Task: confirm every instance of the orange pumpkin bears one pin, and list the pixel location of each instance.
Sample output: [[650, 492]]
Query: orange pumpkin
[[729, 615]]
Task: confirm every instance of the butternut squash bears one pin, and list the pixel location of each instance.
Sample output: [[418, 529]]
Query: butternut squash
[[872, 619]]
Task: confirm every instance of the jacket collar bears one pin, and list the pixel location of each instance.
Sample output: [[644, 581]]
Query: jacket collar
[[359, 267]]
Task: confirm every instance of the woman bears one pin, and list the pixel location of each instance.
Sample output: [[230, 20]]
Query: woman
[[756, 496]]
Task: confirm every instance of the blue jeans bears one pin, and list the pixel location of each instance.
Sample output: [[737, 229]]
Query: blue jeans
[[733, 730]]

Instructions to follow: Reproduce all of the rows above word for word, in their original order.

The completed task:
Task: confirm every instance of the orange pumpkin bears one pin, and list the pixel location of each instance.
Sample output: [[650, 492]]
Query: orange pumpkin
[[729, 615]]
Task: confirm every instance of the butternut squash bears one pin, and list the pixel location of each instance.
Sample output: [[418, 529]]
Query: butternut squash
[[872, 619]]
Task: confirm every instance of the jacket collar bears one pin, and list the pixel location of each instance.
Sample output: [[644, 581]]
Query: jacket collar
[[359, 267]]
Task: confirm every instance of the woman bears one pin, and list the pixel location of each instance.
Sample output: [[230, 20]]
Query: woman
[[756, 496]]
Task: confirm every instance of the blue jeans bears one pin, and list the pixel location of each instance.
Sample output: [[737, 229]]
Query: blue jeans
[[733, 730]]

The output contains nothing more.